> What is needed: Copy the material below, starting at the line that has "Task: indicate the blue jacket" and stopping after the line that has "x=667, y=311". Keep every line unchanged except the x and y coordinates, which you scale by 2.2 and round to whole numbers, with halves rounded up.

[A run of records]
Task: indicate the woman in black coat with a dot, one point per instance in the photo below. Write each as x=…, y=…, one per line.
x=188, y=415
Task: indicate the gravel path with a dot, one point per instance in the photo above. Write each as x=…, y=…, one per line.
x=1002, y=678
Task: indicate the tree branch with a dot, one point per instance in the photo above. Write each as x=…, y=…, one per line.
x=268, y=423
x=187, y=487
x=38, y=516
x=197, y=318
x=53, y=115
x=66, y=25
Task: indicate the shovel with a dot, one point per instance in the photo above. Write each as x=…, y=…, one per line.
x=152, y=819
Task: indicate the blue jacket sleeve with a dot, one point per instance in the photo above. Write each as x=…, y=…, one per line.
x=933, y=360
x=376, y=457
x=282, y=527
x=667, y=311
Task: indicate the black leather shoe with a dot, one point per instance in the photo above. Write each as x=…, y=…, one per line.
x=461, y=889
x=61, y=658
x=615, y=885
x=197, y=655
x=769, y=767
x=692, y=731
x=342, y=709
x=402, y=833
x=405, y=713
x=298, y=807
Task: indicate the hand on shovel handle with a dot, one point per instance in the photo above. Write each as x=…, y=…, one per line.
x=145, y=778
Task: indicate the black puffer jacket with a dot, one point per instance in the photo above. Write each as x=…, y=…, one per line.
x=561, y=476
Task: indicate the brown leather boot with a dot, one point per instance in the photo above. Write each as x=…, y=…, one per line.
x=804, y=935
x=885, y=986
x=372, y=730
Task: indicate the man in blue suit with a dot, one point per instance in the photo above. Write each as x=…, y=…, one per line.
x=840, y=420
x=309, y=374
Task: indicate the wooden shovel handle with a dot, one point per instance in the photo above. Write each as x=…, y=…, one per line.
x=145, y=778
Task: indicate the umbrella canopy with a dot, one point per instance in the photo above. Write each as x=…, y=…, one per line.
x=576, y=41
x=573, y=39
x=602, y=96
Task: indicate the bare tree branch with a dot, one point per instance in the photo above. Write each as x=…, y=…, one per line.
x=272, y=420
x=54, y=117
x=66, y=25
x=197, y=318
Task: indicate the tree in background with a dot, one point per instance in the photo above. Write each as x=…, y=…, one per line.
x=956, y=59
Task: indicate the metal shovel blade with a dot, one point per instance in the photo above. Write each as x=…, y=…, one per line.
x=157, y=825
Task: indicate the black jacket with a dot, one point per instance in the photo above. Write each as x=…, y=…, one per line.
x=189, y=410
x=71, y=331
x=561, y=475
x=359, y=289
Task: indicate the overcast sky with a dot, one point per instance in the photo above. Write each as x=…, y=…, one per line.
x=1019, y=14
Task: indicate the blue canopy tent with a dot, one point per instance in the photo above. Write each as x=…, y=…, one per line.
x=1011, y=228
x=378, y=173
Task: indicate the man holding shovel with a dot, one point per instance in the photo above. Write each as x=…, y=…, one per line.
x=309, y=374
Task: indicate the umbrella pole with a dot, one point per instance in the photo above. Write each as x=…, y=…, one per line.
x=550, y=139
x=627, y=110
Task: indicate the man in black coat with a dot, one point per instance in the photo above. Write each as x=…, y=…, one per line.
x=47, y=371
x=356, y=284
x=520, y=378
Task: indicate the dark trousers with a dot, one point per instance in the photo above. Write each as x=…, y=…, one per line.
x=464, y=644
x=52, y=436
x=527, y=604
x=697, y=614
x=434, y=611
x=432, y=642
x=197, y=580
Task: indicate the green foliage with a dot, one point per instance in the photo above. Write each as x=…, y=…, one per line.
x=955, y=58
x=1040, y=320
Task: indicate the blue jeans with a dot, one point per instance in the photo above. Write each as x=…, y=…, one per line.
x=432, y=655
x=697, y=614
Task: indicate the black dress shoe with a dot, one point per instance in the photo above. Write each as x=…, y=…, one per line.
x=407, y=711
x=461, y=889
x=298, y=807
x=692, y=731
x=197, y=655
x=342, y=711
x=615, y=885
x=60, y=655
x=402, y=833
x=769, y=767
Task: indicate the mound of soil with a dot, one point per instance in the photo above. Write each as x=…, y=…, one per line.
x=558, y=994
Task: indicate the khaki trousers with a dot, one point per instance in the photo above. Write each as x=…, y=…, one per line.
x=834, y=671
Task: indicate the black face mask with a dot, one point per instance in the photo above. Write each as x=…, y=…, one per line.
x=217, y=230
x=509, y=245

> Written answer:
Task: indicate the blue jacket sleeve with a dot, one point per instance in the photo above. Write each as x=…, y=…, one per line.
x=2053, y=792
x=827, y=1005
x=620, y=1159
x=1467, y=684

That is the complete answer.